TESTO FORNITO:
----------

Dovevo rientrare in Italia, riportare le bambine a casa, fare i certificati necessari per l’ospedalizzazione prolungata in Francia ecc. ecc. E Silvia doveva rimanere sola a Parigi fino al mio ritorno. Senza sapere il francese, senza potersi muovere dal letto, senza il conforto di nessuno. Non è bello.

Mentre rientravo in Italia mi è venuto in mente di chiedere consiglio all’Associazione Bellunesi Nel Mondo. Non sono un emigrante, ma sono un bellunese anch’io, chissà se possono darmi una mano. Un rapido salto sul loro sito, una telefonata per spiegare la situazione ed ecco la risposta: "Ma certo, il presidente dei Bellunesi e Veneti a Parigi, la signora Giacomina Savi vi potrà aiutare. Fa parte dei nostri compiti seguire gli italiani che si trovano in difficoltà all’estero, sebbene solo per una vacanza. Chi è stato emigrante capisce meglio degli altri cosa vuol dire trovarsi soli, in un paese straniero, senza parlare la lingua. La chiami, vedrà che sarà felice di aiutarla.".

----------

ELENCO:
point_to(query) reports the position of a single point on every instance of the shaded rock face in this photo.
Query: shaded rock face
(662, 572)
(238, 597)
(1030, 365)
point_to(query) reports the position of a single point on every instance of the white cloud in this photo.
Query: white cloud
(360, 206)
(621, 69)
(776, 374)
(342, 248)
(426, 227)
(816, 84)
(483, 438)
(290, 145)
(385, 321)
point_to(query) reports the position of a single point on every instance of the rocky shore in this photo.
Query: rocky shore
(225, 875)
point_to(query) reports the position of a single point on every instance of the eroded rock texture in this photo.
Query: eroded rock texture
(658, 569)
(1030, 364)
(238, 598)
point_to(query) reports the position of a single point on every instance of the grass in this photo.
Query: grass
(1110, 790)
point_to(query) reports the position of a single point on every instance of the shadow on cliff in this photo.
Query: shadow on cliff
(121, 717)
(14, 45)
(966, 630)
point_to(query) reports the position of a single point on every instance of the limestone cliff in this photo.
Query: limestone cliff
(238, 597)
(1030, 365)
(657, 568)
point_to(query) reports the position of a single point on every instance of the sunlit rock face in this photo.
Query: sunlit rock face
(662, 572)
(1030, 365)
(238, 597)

----------

ATTIVITÀ DA SVOLGERE:
A) Trascrivi dal brano sull'Associazione Bellunesi Nel Mondo il passo che comincia con "Dovevo rientrare in" e prosegue fino a "Non è bello.".
B) Scrivi la parte successiva del brano sull'Associazione Bellunesi Nel Mondo, riprendendo da dove si ferma.
Il materiale non ha alcun legame con il brano.

RISULTATI DELLE ATTIVITÀ:
A)
Dovevo rientrare in Italia, riportare le bambine a casa, fare i certificati necessari per l’ospedalizzazione prolungata in Francia ecc. ecc. E Silvia doveva rimanere sola a Parigi fino al mio ritorno. Senza sapere il francese, senza potersi muovere dal letto, senza il conforto di nessuno. Non è bello.

B)
Un lato, inaspettato, della presenza italiana all’estero; una catena di solidarietà e di ospitalità che si estende in tutto il mondo. Un filo tenace che collega gli italiani alla terra d’origine. Mantenere viva la propria italianità non vuol dire soltanto celebrazioni e nostalgia, ma dare un attivo contributo culturale e sociale nel paese ospite e in quello d’origine.

Mentre ero in Italia la signora Savi è andata a trovare Silvia. L’ha confortata, le ha fatto compagnia sino all'avvenuta nascita di Francesco, aiutandola con la lingua e quant'altro. Silvia, immobilizzata in un letto d’ospedale, non ha mai mangiato una torta più dolce della crostata alle pesche della signora Savi.

Grazie Giacomina!

Una dichiarazione di Giacomina Savi Tramontin, Presidente dei Bellunesi e Veneti a Parigi.

"Oggi in Italia mancano tre elementi essenziali per costruire una nuova convivenza: tradizione dell’accoglienza, educazione alla diversità, leggi adeguate che permettano l’inserimento. In Francia, ad esempio, i flussi migratori sono regolati sul ritmo del pensionamento e del rientro definitivo. Non bisogna voler assimilare o integrare nessuno per forza: il processo deve avvenire solo se si riesce a far mettere a frutto la diversità degli individui come ricchezza dell’intera comunità."